### Kutipan Bacaan:

Latar Belakang
Kulit merupakan organ yang cukup luas terdapat di
permukaan tubuh, dan berfungsi sebagai
pelindung untuk menjaga jaringan internal dari trauma, bahaya radiasi
ultraviolet, temperatur yang ekstrim, toksin, dan bakteri. Selain sebagai
barrier kulit juga memiliki fungsi menyalurkan rangsangan sensoris, fungsi eskresi
dan fungsi metabolisme.
Timbulnya jejas yang dapat disebabkan oleh trauma benda
tajam atau tumpul, perubahan suhu, zat kimia, ledakan, sengatan listrik, atau
gigitan hewan menyebabkan terjadinya luka. Ketika luka timbul, maka hilangnya
seluruh atau sebagian dari kulit menimbulkan respon stres simpatis, perdarahan
dan pembekuan darah, kontaminasi bakteri, dan kematian sel. Proses yang
kemudian terjadi pada jaringan yang rusak ini ialah penyembuhan luka.
Penyembuhan
luka merupakan suatu proses kompleks melibatkan interaksi yang terus menerus
antara sel dengan sel dan antara sel dengan matriks yang terangkum dalam tiga
fase mekanisme penyembuhan luka yang saling tumpang tindih yaitu fase inflamasi
(0-3 hari), fase proliferasi dan pembentukan jaringan (3-14 hari) serta fase remodeling jaringan (mulai pada hari ke 8 dan
berlangsung sampai 1 tahun.

### Petunjuk Tugas:
Tuliskan kembali tanpa perubahan bagian dari teks tentang kulit dan penyembuhan luka di atas, mulai dari "Timbulnya jejas yang" sampai dengan "ialah penyembuhan luka.".

### Data Latihan:

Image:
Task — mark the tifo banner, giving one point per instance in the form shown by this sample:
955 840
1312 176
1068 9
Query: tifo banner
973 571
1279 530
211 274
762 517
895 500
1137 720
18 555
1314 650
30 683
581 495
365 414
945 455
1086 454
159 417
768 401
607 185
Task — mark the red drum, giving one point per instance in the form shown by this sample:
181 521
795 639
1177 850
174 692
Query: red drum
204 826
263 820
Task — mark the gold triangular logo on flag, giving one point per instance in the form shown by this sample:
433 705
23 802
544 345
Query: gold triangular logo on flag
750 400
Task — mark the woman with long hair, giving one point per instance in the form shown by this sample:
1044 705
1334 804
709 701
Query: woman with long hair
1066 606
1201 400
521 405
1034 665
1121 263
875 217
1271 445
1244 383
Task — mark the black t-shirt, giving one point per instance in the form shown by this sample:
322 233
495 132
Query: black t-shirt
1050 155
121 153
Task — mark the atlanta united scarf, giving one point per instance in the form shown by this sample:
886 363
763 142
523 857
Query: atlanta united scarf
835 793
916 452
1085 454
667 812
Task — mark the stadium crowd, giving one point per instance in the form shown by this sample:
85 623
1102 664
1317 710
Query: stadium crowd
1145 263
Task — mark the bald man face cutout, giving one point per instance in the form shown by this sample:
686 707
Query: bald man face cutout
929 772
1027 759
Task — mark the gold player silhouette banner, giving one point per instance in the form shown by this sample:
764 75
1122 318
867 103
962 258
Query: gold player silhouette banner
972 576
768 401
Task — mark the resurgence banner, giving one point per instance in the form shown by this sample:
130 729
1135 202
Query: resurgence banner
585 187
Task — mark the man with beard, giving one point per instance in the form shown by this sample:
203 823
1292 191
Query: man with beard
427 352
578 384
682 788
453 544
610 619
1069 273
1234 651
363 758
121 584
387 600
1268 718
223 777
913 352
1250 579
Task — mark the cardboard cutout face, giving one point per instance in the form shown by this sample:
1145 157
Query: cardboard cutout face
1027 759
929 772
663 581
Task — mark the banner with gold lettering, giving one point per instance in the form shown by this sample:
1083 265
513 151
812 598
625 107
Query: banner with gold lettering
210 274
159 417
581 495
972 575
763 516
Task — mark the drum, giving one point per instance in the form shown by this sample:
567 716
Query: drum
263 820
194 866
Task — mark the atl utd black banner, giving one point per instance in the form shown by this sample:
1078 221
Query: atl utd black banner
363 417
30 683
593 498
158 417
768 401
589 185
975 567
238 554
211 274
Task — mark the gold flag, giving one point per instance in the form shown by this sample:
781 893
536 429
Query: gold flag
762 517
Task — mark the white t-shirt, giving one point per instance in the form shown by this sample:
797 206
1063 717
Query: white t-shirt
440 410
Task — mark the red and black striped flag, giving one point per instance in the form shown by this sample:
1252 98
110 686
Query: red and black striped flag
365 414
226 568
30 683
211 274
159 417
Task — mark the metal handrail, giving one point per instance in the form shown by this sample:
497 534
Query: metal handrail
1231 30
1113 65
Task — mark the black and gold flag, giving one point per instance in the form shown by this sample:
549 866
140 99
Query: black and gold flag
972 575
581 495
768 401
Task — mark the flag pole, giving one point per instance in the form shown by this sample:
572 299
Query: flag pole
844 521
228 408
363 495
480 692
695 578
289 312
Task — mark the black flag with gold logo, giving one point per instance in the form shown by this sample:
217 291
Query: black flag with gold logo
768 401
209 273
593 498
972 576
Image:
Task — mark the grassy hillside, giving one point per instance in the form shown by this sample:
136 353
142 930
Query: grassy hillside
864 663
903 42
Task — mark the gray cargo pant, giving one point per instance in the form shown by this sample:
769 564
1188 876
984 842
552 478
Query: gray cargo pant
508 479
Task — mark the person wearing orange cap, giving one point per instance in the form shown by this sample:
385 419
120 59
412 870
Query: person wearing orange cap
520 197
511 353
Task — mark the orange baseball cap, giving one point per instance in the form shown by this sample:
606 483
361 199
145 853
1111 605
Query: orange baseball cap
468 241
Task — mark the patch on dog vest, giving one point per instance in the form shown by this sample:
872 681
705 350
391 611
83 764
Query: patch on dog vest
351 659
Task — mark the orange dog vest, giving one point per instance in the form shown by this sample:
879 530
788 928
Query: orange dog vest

### Kolom Jawaban:
Timbulnya jejas yang dapat disebabkan oleh trauma benda
tajam atau tumpul, perubahan suhu, zat kimia, ledakan, sengatan listrik, atau
gigitan hewan menyebabkan terjadinya luka. Ketika luka timbul, maka hilangnya
seluruh atau sebagian dari kulit menimbulkan respon stres simpatis, perdarahan
dan pembekuan darah, kontaminasi bakteri, dan kematian sel. Proses yang
kemudian terjadi pada jaringan yang rusak ini ialah penyembuhan luka.